_Tarefas do exercício:_
- a) Edite a petição em todo o trecho que vai de "Ação civil pública proposta" até "(PROCESSO Nº .....)", trocando "hotel" por "pousada".
- b) Copie sem mudar nada toda a parte da listagem que começa na linha com "Exercise. Point to the red" e segue até o fim da listagem.

_Texto:_
+ + + + +
Ação civil pública proposta para interdição de hotel
que não observa regras mínimas de segurança.
EXMO. SR. DR. JUIZ DE DIREITO DA ..... VARA CÍVEL DA COMARCA DE ....., ESTADO
DO .....
(PROCESSO Nº .....)
O MINISTÉRIO PÚBLICO DO ESTADO DE ...., pelo Promotor de Justiça de Defesa do
Consumidor ao final assinado, com fundamento no artigo 129, incisos III e IX, da
Constituição Federal, no artigo 5º, caput, da Lei Federal nº7.347/85, no artigo
25, inciso IV, alínea “a”, da Lei Orgânica Nacional do Ministério Público, nos
artigos 81, parágrafo único, 82, inciso I, e 91 da Lei Federal nº8.078/90, vem
propor a presente
AÇÃO CIVIL PÚBLICA COM PEDIDO DE LIMINAR
em face de
....., pessoa jurídica de direito privado, inscrita no CNPJ sob o n.º ....., com
sede na Rua ....., n.º ....., Bairro ......, Cidade ....., Estado ....., CEP
....., representada neste ato por seu (sua) sócio(a) gerente Sr. (a). .....,
brasileiro (a), (estado civil), profissional da área de ....., portador (a) do
CIRG nº ..... e do CPF n.º ....., pelos motivos de fato e de direito a seguir
aduzidos.
DOS FATOS
Inicialmente, mister mencionar que o Promotoria de Defesa do Consumidor de ....
+ + + + +
_Informações extraídas:_
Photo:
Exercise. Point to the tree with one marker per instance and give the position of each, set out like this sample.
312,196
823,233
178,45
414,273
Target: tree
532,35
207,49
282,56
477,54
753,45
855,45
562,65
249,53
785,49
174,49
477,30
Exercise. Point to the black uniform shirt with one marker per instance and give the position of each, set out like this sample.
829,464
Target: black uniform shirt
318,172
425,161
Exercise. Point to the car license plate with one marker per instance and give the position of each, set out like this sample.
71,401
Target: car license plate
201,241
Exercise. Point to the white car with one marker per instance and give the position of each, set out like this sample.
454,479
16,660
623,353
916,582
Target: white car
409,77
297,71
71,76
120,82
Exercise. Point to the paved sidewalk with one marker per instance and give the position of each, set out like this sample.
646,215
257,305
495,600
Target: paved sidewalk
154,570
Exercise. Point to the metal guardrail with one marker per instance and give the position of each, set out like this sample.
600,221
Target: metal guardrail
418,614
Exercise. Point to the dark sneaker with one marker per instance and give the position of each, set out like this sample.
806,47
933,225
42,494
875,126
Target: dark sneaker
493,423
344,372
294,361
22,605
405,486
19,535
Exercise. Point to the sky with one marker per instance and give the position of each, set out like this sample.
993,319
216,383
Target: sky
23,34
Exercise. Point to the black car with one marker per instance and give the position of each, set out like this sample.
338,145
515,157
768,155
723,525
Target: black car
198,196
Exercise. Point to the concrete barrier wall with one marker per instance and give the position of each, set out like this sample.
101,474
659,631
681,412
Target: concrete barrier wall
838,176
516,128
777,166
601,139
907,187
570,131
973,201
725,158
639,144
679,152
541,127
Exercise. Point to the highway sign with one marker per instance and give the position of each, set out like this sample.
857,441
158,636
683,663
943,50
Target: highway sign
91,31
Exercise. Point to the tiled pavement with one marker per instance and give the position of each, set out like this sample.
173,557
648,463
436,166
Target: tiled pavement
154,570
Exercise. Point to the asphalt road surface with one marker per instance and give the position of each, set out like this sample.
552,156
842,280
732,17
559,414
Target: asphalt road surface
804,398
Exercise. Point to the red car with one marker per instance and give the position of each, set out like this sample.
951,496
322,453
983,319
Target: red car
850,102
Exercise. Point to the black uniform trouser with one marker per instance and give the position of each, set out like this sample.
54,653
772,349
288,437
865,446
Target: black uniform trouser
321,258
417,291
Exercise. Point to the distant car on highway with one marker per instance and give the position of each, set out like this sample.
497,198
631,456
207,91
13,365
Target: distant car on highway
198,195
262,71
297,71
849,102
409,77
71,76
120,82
+ + + + +
_Respostas escritas:_
- a)
Ação civil pública proposta para interdição de pousada
que não observa regras mínimas de segurança.
EXMO. SR. DR. JUIZ DE DIREITO DA ..... VARA CÍVEL DA COMARCA DE ....., ESTADO
DO .....
(PROCESSO Nº .....)

- b)
Exercise. Point to the red car with one marker per instance and give the position of each, set out like this sample.
951,496
322,453
983,319
Target: red car
850,102
Exercise. Point to the black uniform trouser with one marker per instance and give the position of each, set out like this sample.
54,653
772,349
288,437
865,446
Target: black uniform trouser
321,258
417,291
Exercise. Point to the distant car on highway with one marker per instance and give the position of each, set out like this sample.
497,198
631,456
207,91
13,365
Target: distant car on highway
198,195
262,71
297,71
849,102
409,77
71,76
120,82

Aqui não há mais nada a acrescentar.